▶ **Information supplied**:
----

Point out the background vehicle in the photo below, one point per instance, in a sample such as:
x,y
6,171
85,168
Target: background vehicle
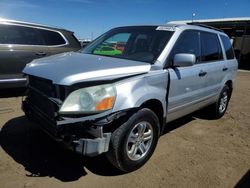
x,y
22,42
120,103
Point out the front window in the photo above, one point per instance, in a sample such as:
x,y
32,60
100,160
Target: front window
x,y
139,43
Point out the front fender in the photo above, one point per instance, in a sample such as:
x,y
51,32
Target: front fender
x,y
133,92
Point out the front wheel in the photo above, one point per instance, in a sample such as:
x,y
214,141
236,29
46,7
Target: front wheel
x,y
133,143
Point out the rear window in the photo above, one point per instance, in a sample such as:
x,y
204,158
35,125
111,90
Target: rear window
x,y
227,46
210,47
51,38
188,43
13,34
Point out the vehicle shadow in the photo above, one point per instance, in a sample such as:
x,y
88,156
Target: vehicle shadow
x,y
177,123
42,156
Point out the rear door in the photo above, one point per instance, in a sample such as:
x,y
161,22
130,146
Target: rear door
x,y
186,83
214,64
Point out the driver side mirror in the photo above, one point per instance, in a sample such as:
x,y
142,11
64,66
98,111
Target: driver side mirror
x,y
184,60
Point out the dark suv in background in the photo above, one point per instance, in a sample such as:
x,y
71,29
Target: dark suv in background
x,y
21,42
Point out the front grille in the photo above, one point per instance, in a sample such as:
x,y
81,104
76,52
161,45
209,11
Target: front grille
x,y
43,85
40,90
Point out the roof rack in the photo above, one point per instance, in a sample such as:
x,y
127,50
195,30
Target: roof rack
x,y
204,25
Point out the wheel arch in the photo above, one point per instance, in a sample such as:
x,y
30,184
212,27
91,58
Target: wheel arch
x,y
157,107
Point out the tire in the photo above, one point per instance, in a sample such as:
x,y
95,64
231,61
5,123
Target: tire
x,y
221,104
133,143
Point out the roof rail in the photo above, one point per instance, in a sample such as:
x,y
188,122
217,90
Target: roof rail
x,y
204,25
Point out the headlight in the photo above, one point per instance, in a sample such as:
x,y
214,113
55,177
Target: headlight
x,y
90,99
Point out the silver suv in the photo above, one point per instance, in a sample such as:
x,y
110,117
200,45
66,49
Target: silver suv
x,y
117,94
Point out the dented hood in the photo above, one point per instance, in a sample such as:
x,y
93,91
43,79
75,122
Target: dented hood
x,y
74,67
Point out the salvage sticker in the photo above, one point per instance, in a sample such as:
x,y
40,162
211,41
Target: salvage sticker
x,y
165,28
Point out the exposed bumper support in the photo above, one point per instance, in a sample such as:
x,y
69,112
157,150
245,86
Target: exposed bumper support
x,y
83,135
93,147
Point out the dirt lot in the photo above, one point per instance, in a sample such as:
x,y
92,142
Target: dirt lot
x,y
193,152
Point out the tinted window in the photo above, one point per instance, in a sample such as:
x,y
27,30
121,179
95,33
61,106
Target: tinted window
x,y
228,47
188,43
12,34
210,47
51,37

----

▶ **About this exercise**:
Would you transcribe the listing above line by line, exactly, leaving every picture out?

▶ **Exercise output**:
Point out the background vehicle in the photo below, one point per instance, in a sample such as:
x,y
6,171
85,168
Target: background vehicle
x,y
22,42
120,103
Point out the front window in the photo above, one point per instance, in a sample such as:
x,y
32,60
100,160
Target: front window
x,y
139,43
Point out the front fender in the photo above, one point per instance, in a sample such as:
x,y
51,32
Target: front fender
x,y
133,92
Point out the front wheel in the photo above, one point per instance, in a sample such as:
x,y
214,141
236,29
46,7
Target: front wheel
x,y
133,143
Point out the rear window in the photo above, one point per instance, in a sample such as:
x,y
204,158
35,125
111,90
Target: rear window
x,y
227,46
210,47
51,38
188,43
13,34
Point out the vehicle shadow in the photo above, one point per instance, in a sample such as:
x,y
88,156
Target: vehicle shadow
x,y
177,123
42,156
Point out the rear door in the photo above, one point per instance, in a sample such as:
x,y
161,22
130,146
Target: rear door
x,y
186,83
214,64
Point out the driver side mirror in the photo above, one point per instance, in a sample such as:
x,y
142,11
64,66
98,111
Target: driver side mirror
x,y
184,60
Point out the dark suv in background in the photo above, one point per instance, in a sample such as:
x,y
71,29
Target: dark suv in background
x,y
21,42
Point out the front grille in the photo above, one point per instance, in a sample such as:
x,y
81,104
76,52
161,45
209,11
Target: front grille
x,y
43,85
40,90
Point out the roof rack in the photo above, one point per instance, in a sample such as:
x,y
127,50
195,30
Target: roof rack
x,y
204,25
Point out the wheel arch in the photo above, one point per instance, in a sample such as:
x,y
30,184
212,27
91,58
Target: wheel arch
x,y
157,107
Point out the tire in the photo above, one point per instance, in a sample such as:
x,y
95,64
231,61
5,123
Target: tire
x,y
221,104
133,143
Point out the roof rail in the photo above, one point per instance, in a sample such as:
x,y
188,122
217,90
Target: roof rail
x,y
204,25
Point out the headlight in the photo above, one point per instance, in a sample such as:
x,y
214,113
55,177
Target: headlight
x,y
90,99
Point out the silver suv in the photo above, one point per instance, in a sample such as:
x,y
110,117
200,45
66,49
Target: silver suv
x,y
117,94
Point out the dented hood in the photo above, one point per instance, in a sample such as:
x,y
93,91
43,79
75,122
Target: dented hood
x,y
74,67
Point out the salvage sticker in the photo above, one point per instance, in a sample such as:
x,y
40,162
211,41
Target: salvage sticker
x,y
165,28
Point out the exposed bumper support in the photo above, one point per instance, in a sample such as:
x,y
69,112
157,150
245,86
Target: exposed bumper support
x,y
83,135
93,147
Point out the dirt lot in the photo above, one point per instance, in a sample such as:
x,y
92,142
Target: dirt lot
x,y
193,152
Point out the tinted window in the photo above, one point per instance, in a sample such as:
x,y
27,30
121,179
95,33
61,106
Target: tinted window
x,y
228,47
188,43
12,34
210,47
51,37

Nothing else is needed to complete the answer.